*What the task asks*: Down to the last line, restate the records below word for word, dropping every image.

Referring expression pointing data:
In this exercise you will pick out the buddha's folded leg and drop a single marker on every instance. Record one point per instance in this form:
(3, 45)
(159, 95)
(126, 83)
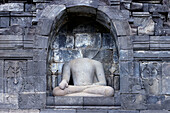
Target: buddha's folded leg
(70, 90)
(102, 90)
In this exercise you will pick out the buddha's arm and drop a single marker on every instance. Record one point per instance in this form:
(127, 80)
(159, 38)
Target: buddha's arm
(66, 76)
(100, 74)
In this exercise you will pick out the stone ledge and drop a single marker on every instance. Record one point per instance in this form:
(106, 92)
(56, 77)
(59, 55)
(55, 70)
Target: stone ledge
(81, 101)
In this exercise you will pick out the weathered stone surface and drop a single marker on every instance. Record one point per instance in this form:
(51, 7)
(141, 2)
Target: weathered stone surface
(24, 111)
(166, 103)
(151, 75)
(151, 54)
(12, 7)
(165, 69)
(154, 111)
(67, 101)
(91, 111)
(39, 68)
(141, 42)
(32, 100)
(126, 55)
(4, 21)
(133, 101)
(34, 84)
(64, 41)
(125, 43)
(55, 11)
(112, 14)
(155, 102)
(57, 111)
(66, 55)
(121, 28)
(126, 68)
(22, 21)
(41, 42)
(159, 42)
(44, 26)
(147, 28)
(108, 41)
(87, 41)
(165, 85)
(158, 8)
(87, 11)
(11, 41)
(103, 19)
(123, 111)
(57, 67)
(30, 7)
(136, 6)
(98, 101)
(141, 14)
(8, 101)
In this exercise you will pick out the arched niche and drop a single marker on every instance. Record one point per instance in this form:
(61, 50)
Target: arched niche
(56, 18)
(82, 37)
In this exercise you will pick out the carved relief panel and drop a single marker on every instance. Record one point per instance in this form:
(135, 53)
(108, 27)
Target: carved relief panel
(13, 73)
(151, 77)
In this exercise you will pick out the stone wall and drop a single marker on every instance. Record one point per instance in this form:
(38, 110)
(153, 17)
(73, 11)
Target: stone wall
(139, 30)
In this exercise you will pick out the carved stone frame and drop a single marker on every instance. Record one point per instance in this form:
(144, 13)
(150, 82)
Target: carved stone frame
(115, 20)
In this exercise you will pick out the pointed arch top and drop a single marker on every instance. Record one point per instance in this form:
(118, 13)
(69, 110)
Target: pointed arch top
(54, 16)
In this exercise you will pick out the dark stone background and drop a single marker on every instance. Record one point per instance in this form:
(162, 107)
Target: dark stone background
(141, 55)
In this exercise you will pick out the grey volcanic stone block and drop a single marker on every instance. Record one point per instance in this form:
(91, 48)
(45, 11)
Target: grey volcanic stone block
(166, 103)
(165, 69)
(108, 41)
(126, 55)
(41, 42)
(4, 21)
(66, 55)
(63, 41)
(91, 111)
(4, 111)
(147, 27)
(165, 85)
(12, 7)
(133, 101)
(58, 111)
(155, 102)
(86, 40)
(88, 11)
(112, 13)
(126, 68)
(40, 55)
(34, 84)
(154, 111)
(98, 101)
(24, 111)
(30, 7)
(40, 68)
(8, 101)
(44, 26)
(22, 21)
(50, 101)
(125, 43)
(122, 27)
(123, 111)
(151, 54)
(53, 11)
(158, 8)
(32, 100)
(136, 6)
(67, 101)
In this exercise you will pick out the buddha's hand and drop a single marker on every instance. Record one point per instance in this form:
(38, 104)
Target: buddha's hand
(63, 84)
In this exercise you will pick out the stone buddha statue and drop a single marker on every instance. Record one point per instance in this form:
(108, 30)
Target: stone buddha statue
(88, 77)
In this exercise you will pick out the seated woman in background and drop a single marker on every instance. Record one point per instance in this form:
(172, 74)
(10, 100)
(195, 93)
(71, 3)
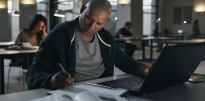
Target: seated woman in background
(34, 34)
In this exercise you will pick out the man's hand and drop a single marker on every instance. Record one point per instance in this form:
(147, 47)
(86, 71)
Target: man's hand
(61, 80)
(143, 70)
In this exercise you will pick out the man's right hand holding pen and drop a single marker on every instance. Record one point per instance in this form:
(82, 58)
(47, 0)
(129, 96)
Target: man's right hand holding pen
(61, 79)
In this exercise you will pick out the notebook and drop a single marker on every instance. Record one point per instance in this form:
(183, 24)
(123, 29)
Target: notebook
(24, 46)
(174, 66)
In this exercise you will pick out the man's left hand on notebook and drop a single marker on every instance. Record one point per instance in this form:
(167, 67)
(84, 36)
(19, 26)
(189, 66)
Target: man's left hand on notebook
(143, 70)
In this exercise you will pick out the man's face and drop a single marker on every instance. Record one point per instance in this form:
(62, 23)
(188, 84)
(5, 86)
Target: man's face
(92, 21)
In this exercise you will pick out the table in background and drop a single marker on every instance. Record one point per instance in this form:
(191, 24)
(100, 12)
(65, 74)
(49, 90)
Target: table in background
(5, 44)
(10, 54)
(144, 39)
(178, 42)
(185, 92)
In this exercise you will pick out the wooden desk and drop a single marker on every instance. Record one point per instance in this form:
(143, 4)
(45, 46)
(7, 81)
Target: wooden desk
(5, 44)
(144, 39)
(185, 92)
(10, 54)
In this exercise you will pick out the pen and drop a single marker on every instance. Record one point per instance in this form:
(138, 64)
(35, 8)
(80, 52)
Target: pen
(61, 67)
(94, 84)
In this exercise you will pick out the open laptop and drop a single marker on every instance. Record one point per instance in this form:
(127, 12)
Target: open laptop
(174, 66)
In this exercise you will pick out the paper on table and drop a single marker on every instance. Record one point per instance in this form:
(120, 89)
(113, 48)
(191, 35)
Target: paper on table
(102, 93)
(27, 44)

*Written solution*:
In this exercise you will pick out the buddha's folded leg and drop a single marker on every instance. Record one point per instance in this form:
(3, 45)
(159, 95)
(126, 83)
Target: buddha's folded leg
(70, 90)
(102, 90)
In this exercise you will pick out the buddha's arm and drop a single marker on every instance. Record one point per instance in this form:
(127, 80)
(159, 38)
Target: buddha's arm
(66, 76)
(100, 74)
In this exercise you will pick out the stone ledge and drop a single marker on every instance. Record one point per instance in this form:
(106, 92)
(56, 77)
(59, 55)
(55, 70)
Target: stone ledge
(81, 101)
In this exercise you will pick out the weathered stone surface and drop a single marker on every instance. Record one point per instance in this form:
(51, 7)
(141, 2)
Target: weathered stone surface
(24, 111)
(166, 103)
(151, 75)
(151, 54)
(12, 7)
(165, 69)
(154, 111)
(67, 101)
(91, 111)
(39, 68)
(141, 42)
(32, 100)
(126, 55)
(4, 21)
(133, 101)
(34, 84)
(64, 41)
(125, 43)
(55, 11)
(112, 14)
(155, 102)
(57, 111)
(66, 55)
(121, 28)
(126, 68)
(22, 21)
(41, 42)
(159, 42)
(44, 26)
(147, 28)
(108, 41)
(87, 41)
(165, 85)
(158, 8)
(87, 11)
(11, 41)
(103, 19)
(123, 111)
(57, 67)
(30, 7)
(136, 6)
(98, 101)
(141, 14)
(8, 101)
In this exercise you will pick out the arched niche and drop a single marker on every instance. Record one point per instance in this form:
(61, 50)
Target: arched niche
(56, 18)
(82, 37)
In this exercise you will pick out the carved relief panel and drop a single marker on every instance. Record one point per instance in this form:
(135, 53)
(108, 27)
Target: carved relief panel
(13, 73)
(151, 77)
In this exercise you will pick out the stone wall and drop a single marker on every instance. Record one point per instance in this form:
(38, 110)
(153, 17)
(73, 11)
Target: stone wall
(139, 30)
In this exercise you will pick out the carved stone frame and drop a single marker on every instance. Record one point per instance in this form:
(144, 13)
(150, 82)
Target: carved stone frame
(115, 20)
In this exercise you will pick out the pointed arch top and drop a single marker on every instance. Record one point per instance in this form:
(118, 13)
(69, 110)
Target: pointed arch top
(54, 16)
In this exercise you will pick out the dark stone background and drop a single marker on every instance. Record one point per instance in this form:
(162, 107)
Target: dark stone background
(141, 55)
In this exercise you will pick out the grey volcanic stone block and drop a single marker on every instance. Record one point per instance in this form:
(91, 48)
(45, 11)
Target: grey volcanic stone block
(166, 103)
(165, 69)
(108, 41)
(126, 55)
(41, 42)
(4, 21)
(66, 55)
(63, 41)
(91, 111)
(4, 111)
(147, 27)
(165, 85)
(12, 7)
(133, 101)
(58, 111)
(155, 102)
(86, 40)
(88, 11)
(112, 13)
(126, 68)
(40, 55)
(34, 84)
(154, 111)
(98, 101)
(24, 111)
(30, 7)
(40, 68)
(8, 101)
(44, 26)
(22, 21)
(50, 101)
(125, 43)
(122, 27)
(123, 111)
(151, 54)
(53, 11)
(158, 8)
(32, 100)
(136, 6)
(67, 101)
In this exercise you will pick out the buddha's hand and drop a single marker on every instance. Record one point per instance in this form:
(38, 104)
Target: buddha's hand
(63, 84)
In this exercise you will pick out the stone buddha statue and drop a single marker on every instance. Record one point per instance in this form:
(108, 30)
Target: stone buddha statue
(88, 77)
In this exercise you will pick out the seated woman in background and drop a single marker on every instance. Record one point per instance in this form:
(172, 74)
(10, 100)
(195, 93)
(71, 3)
Target: seated woman in background
(34, 34)
In this exercise you will pick out the man's hand and drop a single marker on every instance. Record one point per instance in this form:
(147, 47)
(86, 71)
Target: man's hand
(61, 80)
(143, 70)
In this exercise you will pick out the man's right hand holding pen and drop a single marker on every instance. Record one point per instance in this form:
(82, 58)
(47, 0)
(129, 96)
Target: man's right hand holding pen
(61, 79)
In this exercise you will pick out the notebook and drop a single marker on every instance. Record one point per instance in this form:
(183, 24)
(123, 29)
Target: notebook
(24, 46)
(174, 66)
In this exercise you will pick out the man's left hand on notebook and drop a single marker on every instance. Record one point per instance in this form:
(167, 67)
(84, 36)
(19, 26)
(189, 66)
Target: man's left hand on notebook
(143, 70)
In this exercise you will pick out the man's face and drop a single marker on every instance. Record one point per instance in this form:
(62, 23)
(188, 84)
(5, 86)
Target: man's face
(92, 21)
In this exercise you will pick out the table in background and drop a single marker on every instance. Record one point per instance in this form:
(191, 24)
(100, 12)
(65, 74)
(49, 90)
Target: table in background
(5, 44)
(10, 54)
(144, 39)
(178, 42)
(185, 92)
In this exercise you will pick out the wooden desk and drop a single marker on every instance. Record one point per instance in this form:
(143, 4)
(45, 46)
(7, 81)
Target: wooden desk
(5, 44)
(144, 39)
(185, 92)
(10, 54)
In this exercise you will pick out the pen and drop a single marker on every instance. Record one point per instance in this form:
(138, 64)
(35, 8)
(80, 52)
Target: pen
(61, 67)
(94, 84)
In this exercise you will pick out the open laptop and drop a single marker on every instance. Record one point per instance in this form:
(127, 12)
Target: open laptop
(174, 66)
In this exercise you will pick out the paper on table and drop a single marker on every instance. Record one point per instance in this form:
(120, 89)
(113, 48)
(191, 35)
Target: paper on table
(102, 93)
(27, 44)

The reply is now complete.